Work to be completed
Copy out word for word the lines of the records running from the line that contains "Practice. Identify the river" through the end of the records, including both ends.

— Start Data excerpts —

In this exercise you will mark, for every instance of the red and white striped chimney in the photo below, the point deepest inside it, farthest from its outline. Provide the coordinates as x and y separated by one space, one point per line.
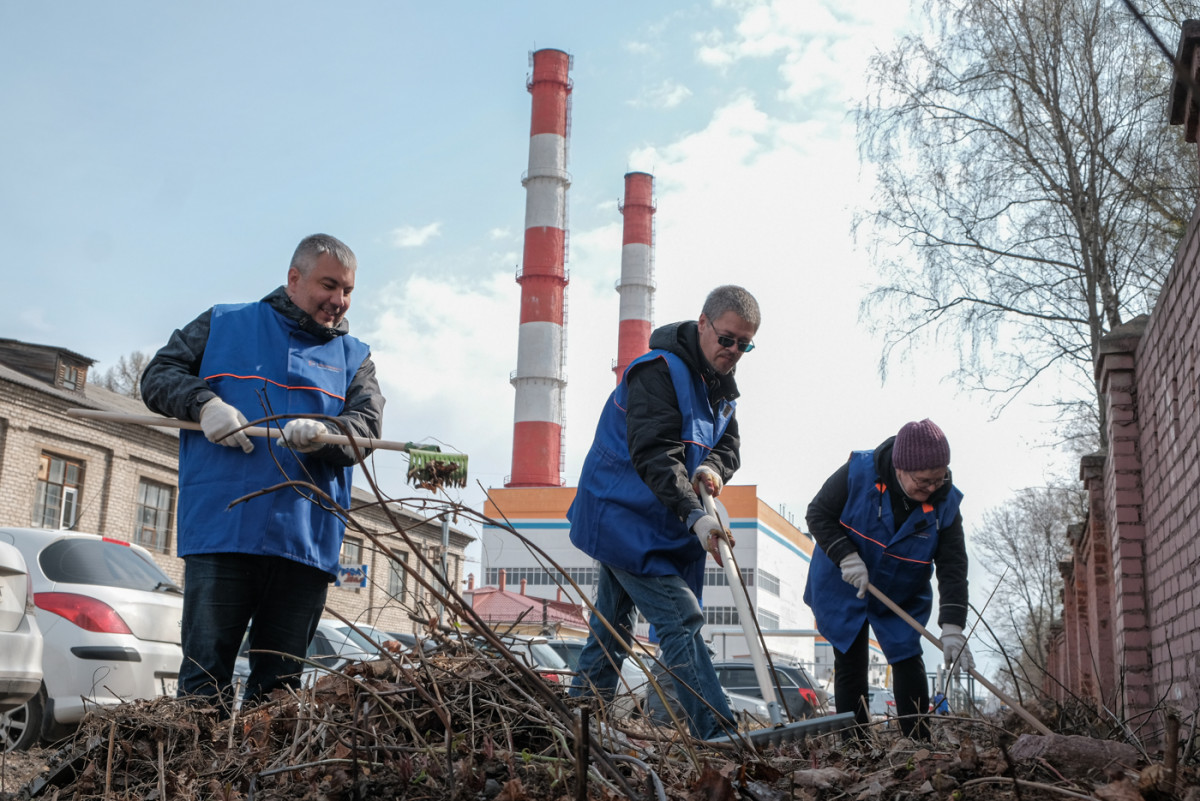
636 284
540 375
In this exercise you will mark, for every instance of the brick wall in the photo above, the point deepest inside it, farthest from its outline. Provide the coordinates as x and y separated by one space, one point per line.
1133 596
117 457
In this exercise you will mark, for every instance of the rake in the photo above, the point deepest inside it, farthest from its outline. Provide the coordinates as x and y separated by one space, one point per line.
778 733
429 468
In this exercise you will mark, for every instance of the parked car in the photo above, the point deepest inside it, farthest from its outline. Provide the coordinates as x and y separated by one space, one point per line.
880 703
798 694
334 645
111 627
747 709
411 640
21 639
535 652
631 688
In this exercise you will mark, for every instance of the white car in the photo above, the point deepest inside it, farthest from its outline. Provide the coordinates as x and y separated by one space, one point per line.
634 680
111 626
21 639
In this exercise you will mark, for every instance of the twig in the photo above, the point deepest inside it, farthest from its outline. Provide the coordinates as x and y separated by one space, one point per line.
1032 786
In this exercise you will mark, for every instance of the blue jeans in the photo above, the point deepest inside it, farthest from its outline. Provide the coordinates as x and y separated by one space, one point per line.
672 608
222 594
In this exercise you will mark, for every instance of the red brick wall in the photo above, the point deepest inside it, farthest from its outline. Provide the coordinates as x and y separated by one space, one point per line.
1131 639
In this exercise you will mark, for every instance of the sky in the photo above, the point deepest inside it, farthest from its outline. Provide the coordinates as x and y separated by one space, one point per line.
163 157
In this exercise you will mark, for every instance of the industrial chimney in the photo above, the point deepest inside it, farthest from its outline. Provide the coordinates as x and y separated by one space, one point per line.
540 375
636 284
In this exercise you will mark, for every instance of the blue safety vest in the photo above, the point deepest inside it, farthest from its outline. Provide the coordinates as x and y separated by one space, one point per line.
900 564
615 517
263 363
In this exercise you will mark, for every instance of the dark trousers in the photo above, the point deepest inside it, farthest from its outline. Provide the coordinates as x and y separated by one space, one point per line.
911 690
222 595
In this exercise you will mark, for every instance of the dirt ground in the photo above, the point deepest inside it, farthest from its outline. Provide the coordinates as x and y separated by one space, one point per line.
466 727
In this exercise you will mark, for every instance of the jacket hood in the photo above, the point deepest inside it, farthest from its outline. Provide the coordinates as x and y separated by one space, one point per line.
280 301
683 339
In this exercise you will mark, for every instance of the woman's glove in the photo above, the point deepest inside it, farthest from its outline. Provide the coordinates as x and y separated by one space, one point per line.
219 419
300 434
712 479
853 571
954 649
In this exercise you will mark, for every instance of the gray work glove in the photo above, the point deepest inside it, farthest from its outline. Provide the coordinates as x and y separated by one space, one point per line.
955 650
712 479
219 419
301 434
853 571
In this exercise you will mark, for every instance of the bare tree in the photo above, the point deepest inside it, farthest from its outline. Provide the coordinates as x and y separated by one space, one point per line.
1021 544
1030 191
125 375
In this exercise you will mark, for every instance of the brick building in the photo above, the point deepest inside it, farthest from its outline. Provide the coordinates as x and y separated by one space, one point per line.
1129 638
121 481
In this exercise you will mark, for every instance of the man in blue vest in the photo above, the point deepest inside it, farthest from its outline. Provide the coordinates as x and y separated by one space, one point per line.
265 561
667 427
888 517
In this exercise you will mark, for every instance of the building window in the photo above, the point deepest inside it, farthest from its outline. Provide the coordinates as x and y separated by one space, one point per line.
717 577
721 615
57 499
768 583
351 558
539 576
72 377
396 576
153 529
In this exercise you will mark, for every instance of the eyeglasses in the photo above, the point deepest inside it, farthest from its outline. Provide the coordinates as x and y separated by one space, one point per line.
928 483
730 342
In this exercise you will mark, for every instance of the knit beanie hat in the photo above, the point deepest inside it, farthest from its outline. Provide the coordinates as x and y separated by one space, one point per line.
921 446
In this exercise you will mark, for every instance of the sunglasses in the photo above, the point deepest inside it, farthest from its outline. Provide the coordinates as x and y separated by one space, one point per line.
730 342
927 483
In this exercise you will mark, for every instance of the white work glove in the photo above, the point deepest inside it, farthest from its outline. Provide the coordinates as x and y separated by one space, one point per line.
853 571
219 419
300 434
714 483
707 529
954 649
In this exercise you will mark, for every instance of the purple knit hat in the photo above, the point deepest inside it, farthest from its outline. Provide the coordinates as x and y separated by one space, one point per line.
921 446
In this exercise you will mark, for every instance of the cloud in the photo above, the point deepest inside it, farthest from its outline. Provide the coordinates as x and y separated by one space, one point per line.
815 40
413 236
669 94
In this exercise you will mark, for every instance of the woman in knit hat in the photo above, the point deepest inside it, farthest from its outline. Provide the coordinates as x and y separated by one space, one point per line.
888 517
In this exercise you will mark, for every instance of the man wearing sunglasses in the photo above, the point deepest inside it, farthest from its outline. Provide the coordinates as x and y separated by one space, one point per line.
267 561
667 427
886 518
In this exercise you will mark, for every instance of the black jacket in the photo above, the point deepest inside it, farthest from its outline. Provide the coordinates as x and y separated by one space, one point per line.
654 423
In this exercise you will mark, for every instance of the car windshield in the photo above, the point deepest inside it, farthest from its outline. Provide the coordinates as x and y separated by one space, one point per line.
77 560
544 656
364 643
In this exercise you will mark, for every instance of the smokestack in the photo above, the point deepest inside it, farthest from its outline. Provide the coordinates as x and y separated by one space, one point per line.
540 375
636 284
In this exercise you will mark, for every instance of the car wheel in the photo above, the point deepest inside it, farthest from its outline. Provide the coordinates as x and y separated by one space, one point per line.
22 727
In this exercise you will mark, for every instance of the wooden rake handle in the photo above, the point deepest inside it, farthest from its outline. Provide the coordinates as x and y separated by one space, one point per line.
978 676
364 443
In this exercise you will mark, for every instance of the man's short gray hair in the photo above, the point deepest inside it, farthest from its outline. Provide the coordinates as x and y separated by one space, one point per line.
732 299
317 245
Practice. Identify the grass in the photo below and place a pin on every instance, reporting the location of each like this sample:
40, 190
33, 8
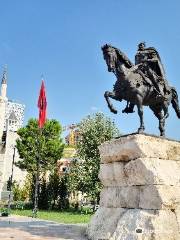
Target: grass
57, 216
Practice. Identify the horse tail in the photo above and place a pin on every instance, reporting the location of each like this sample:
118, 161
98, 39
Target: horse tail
175, 101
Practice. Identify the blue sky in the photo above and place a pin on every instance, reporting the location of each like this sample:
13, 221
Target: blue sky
62, 40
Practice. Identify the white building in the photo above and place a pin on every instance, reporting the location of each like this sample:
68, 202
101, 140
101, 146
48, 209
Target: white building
11, 119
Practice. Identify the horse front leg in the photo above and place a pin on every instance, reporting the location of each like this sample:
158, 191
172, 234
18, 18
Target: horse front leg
112, 95
140, 113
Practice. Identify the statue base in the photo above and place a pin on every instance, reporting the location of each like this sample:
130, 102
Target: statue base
140, 198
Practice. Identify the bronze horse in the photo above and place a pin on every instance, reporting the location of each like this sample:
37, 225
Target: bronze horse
133, 87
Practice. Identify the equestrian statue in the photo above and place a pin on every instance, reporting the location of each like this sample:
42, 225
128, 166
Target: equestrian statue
142, 84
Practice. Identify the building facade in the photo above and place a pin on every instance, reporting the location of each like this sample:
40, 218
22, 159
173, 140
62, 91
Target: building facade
11, 119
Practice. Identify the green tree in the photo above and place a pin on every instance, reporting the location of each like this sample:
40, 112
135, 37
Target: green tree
94, 130
38, 149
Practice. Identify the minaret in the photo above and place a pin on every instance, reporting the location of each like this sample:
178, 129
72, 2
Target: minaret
3, 101
4, 84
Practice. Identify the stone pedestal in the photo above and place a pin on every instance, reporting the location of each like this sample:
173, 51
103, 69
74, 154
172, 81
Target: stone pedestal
140, 198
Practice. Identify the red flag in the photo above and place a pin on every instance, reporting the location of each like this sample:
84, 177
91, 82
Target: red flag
42, 104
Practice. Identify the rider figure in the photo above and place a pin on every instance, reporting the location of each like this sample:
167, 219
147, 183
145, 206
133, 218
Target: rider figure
150, 64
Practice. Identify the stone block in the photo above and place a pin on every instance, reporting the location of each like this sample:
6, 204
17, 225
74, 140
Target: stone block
148, 171
135, 146
145, 197
112, 174
133, 224
142, 171
120, 197
159, 197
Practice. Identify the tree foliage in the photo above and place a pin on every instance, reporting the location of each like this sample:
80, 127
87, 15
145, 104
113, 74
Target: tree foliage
94, 130
45, 146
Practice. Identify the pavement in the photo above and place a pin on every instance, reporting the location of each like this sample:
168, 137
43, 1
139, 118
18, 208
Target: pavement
26, 228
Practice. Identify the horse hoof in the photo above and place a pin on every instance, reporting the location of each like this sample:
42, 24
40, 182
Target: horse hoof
162, 134
140, 130
114, 111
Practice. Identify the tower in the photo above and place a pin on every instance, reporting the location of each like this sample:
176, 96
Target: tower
11, 119
3, 101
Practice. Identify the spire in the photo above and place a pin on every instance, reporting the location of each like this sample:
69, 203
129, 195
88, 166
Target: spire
4, 78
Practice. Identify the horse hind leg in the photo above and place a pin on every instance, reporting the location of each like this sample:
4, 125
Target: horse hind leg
161, 117
140, 113
112, 95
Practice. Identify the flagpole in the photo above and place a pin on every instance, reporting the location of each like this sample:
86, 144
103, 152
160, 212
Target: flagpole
37, 177
42, 104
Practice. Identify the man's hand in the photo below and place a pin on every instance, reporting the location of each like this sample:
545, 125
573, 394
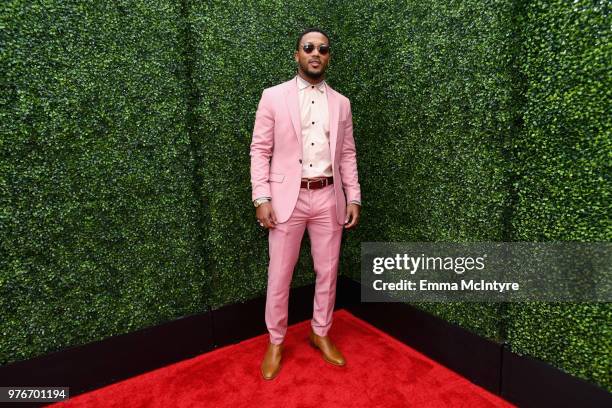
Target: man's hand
352, 215
265, 215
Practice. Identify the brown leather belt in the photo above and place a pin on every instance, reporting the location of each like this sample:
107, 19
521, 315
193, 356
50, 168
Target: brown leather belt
315, 184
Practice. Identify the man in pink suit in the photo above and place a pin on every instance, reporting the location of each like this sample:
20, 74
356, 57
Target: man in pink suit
304, 176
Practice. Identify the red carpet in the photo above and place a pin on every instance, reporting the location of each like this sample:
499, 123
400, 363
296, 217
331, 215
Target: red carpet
380, 372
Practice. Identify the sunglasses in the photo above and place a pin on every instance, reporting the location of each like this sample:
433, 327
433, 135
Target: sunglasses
309, 47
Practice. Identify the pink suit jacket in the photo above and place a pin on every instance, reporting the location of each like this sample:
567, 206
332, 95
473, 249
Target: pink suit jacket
276, 149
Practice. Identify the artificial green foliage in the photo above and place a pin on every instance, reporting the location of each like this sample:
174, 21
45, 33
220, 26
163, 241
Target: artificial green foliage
124, 179
434, 102
97, 210
563, 166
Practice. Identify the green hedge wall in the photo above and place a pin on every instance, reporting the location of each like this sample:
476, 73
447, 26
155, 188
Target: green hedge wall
97, 208
432, 148
563, 158
125, 143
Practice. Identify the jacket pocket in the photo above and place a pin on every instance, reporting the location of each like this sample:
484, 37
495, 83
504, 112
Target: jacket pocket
278, 178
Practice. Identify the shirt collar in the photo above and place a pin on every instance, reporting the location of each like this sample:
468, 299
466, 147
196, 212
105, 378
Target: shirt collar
302, 83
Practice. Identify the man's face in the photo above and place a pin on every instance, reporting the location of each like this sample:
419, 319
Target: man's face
312, 65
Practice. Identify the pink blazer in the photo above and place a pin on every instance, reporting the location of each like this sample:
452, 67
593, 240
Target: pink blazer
276, 149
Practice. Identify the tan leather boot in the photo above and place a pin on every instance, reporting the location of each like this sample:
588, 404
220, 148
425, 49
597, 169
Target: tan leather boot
330, 353
270, 366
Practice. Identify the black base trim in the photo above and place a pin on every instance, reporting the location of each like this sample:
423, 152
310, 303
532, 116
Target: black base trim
524, 381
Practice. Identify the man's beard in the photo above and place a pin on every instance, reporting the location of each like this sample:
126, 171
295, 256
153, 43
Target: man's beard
310, 74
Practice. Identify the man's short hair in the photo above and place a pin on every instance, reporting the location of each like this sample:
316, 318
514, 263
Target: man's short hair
311, 30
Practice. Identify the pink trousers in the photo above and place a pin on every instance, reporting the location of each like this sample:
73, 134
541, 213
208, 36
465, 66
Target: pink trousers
315, 210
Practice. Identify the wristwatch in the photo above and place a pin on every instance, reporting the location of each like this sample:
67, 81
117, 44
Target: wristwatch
260, 201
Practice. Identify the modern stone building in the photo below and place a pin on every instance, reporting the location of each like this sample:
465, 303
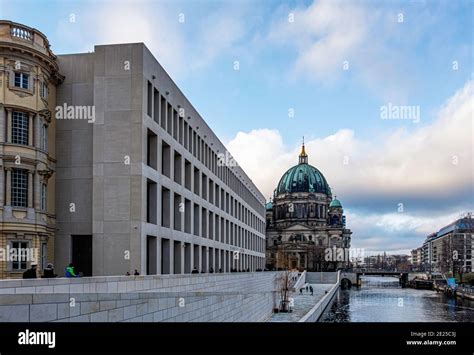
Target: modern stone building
28, 79
303, 220
450, 249
142, 182
108, 165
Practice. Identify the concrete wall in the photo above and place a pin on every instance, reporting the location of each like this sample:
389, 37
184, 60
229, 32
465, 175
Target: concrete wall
318, 309
137, 307
104, 171
232, 297
74, 156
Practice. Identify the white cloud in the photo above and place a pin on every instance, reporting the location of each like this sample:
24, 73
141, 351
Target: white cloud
179, 46
328, 34
399, 165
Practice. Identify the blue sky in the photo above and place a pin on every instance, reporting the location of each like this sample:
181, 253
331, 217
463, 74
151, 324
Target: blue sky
424, 61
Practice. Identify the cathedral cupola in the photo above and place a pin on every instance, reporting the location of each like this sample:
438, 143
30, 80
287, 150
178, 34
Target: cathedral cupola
303, 156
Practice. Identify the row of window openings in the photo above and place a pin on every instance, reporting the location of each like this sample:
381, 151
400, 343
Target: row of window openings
21, 127
216, 260
21, 262
234, 234
19, 190
22, 81
208, 189
172, 122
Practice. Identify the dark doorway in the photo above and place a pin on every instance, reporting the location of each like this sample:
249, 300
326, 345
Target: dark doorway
82, 254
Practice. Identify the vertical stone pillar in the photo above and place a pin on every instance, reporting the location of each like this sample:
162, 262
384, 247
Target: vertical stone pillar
171, 258
200, 258
191, 260
8, 187
2, 186
183, 256
30, 189
159, 255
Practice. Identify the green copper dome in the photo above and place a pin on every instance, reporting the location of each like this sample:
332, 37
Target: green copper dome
303, 178
335, 203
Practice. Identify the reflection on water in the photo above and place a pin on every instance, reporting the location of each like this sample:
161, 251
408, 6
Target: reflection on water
381, 299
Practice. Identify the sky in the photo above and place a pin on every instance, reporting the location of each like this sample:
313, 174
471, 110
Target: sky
382, 91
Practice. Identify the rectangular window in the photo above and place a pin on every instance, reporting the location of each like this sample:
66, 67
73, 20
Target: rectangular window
44, 137
44, 90
44, 192
19, 188
20, 126
149, 102
19, 263
44, 256
21, 80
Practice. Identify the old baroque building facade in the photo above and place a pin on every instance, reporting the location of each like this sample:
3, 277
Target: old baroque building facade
303, 221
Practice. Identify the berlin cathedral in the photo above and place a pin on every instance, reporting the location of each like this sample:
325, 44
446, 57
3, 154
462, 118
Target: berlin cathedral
303, 221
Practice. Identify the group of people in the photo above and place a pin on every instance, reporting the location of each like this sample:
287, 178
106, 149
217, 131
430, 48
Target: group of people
48, 272
308, 288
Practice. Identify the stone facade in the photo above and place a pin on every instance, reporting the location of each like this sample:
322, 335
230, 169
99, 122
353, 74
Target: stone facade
146, 185
29, 76
241, 297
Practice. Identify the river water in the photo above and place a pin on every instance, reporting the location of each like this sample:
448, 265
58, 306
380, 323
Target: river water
381, 299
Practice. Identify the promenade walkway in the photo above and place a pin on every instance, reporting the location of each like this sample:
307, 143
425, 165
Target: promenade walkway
302, 304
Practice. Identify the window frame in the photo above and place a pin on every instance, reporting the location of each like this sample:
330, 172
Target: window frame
43, 196
19, 193
20, 128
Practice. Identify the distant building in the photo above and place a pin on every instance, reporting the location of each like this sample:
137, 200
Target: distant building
450, 249
304, 220
416, 257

— End Data excerpts —

Expected output
Practice. Identify the river water in the photo above and place a pin on every instance, reporting the location of each like this sample:
448, 265
58, 306
380, 323
Target: river water
381, 299
Practice. Identify the promenade walkway in the photo above and place a pin on every instance, reporting the location of each like this sample:
307, 143
425, 165
Target: promenade walkway
302, 304
Practice. Identify the window frame in the photo above and place a pin on every instance, reporting the location of each like this sample:
330, 172
Target: window frame
43, 196
19, 193
20, 128
Practice. Identify the distant building in the photo above and place a pin on every instance, reporting the location of each like this sample:
137, 200
Target: distant building
450, 249
304, 220
416, 257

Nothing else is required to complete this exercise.